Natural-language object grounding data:
────
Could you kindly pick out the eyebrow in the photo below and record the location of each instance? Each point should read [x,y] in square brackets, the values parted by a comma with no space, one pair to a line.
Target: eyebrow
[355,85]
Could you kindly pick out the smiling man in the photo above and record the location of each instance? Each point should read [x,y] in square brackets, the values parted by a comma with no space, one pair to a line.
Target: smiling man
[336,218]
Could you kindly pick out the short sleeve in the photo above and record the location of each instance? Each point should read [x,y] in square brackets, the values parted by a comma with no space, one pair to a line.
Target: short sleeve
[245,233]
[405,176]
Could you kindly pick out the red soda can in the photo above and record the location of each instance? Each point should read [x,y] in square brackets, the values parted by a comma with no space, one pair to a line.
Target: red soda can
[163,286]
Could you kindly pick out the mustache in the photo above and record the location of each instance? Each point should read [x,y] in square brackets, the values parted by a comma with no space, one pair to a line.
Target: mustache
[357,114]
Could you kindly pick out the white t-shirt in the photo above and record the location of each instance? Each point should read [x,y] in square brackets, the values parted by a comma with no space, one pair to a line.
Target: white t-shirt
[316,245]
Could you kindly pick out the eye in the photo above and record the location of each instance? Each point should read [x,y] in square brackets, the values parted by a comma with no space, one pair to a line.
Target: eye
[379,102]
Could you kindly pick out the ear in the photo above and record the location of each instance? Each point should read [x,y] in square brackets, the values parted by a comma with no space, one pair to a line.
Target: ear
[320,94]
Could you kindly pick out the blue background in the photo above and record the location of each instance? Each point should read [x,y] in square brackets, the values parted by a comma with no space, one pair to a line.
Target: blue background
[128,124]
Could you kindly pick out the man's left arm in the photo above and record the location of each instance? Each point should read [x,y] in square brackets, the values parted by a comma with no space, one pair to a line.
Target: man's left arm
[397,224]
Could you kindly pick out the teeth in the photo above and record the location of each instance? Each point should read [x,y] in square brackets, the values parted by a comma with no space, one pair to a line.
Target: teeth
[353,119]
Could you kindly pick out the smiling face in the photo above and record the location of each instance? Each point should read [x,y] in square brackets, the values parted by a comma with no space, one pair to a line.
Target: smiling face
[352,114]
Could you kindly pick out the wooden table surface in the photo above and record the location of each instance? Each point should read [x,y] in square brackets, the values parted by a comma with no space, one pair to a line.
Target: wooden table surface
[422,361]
────
## Work instruction
Copy out the records above without altering anything.

## Task answer
Could you kindly pick out the eyebrow in the photo below and record the location of each instance? Each point should read [x,y] in square brackets, the values parted by a comma with no space, one pair to a line.
Target: eyebrow
[355,85]
Could you kindly pick out the smiling man in the photo above and record the location of each instance? Each point should read [x,y] in square brackets, the values parted by a comma with no space, one pair to a line.
Target: smiling man
[336,218]
Could you kindly pick out the short sleeve in the photo above and record the location of each instance? Each point should read [x,y] in square brackets, the values parted by a comma with no space, one pair to a line.
Target: short sleeve
[245,233]
[405,176]
Could you kindly pick out the red soda can in the photo above and record the location of each instance? Each point should read [x,y] in square brackets, the values parted by a comma with no space, one pair to a line.
Target: red soda can
[163,286]
Could you kindly pick out the mustache in the photo above and record the location of each instance? Each point should read [x,y] in square brackets, the values parted by a comma with no space, one pair to a line.
Target: mustache
[357,114]
Could you kindly pick out the white t-shirt in the photo above and record the location of each instance? Each point should read [x,y] in square brackets, the values parted by a comma with no space, one pair to a line.
Target: white t-shirt
[316,245]
Could you kindly pick out the eye in the photo above and record the location of each instance? Each point should read [x,y] in square brackets, the values parted by a comma with no space, one pair to a line.
Target: eye
[379,102]
Could you kindly pick out the ear in the photo above and record the location of each instance? Each point should read [x,y] in square brackets, the values parted by a comma with no space, one pair to a line.
Target: ear
[320,94]
Could you kindly pick out the blue background in the photo above and record the location of each instance? Each point should read [x,y] in square brackets, the values parted by a comma with no space, one pair to a line.
Target: blue background
[128,124]
Could you kindly pick out the man's left arm in the photo above and record the location of each instance? Each point should read [x,y] in square brackets, the values parted by a comma with no space, one pair to a line.
Target: man's left arm
[397,224]
Could you kindly pick out the teeth in the photo above and record the location of each instance? Each point should read [x,y] in square brackets, the values parted by a comma with no space, one pair to a line.
Target: teeth
[353,119]
Could you kindly pick out the smiling face in the photo above and record the location of each instance? Each point should read [x,y] in square brackets, the values parted by a comma with no space, one pair to a line.
Target: smiling face
[352,114]
Could you kindly pick out the wooden table surface in the photo above and record the location of each instance? Each point should read [x,y] in square brackets, the values parted by a comma with no space, one pair to a line.
Target: wooden table surface
[422,361]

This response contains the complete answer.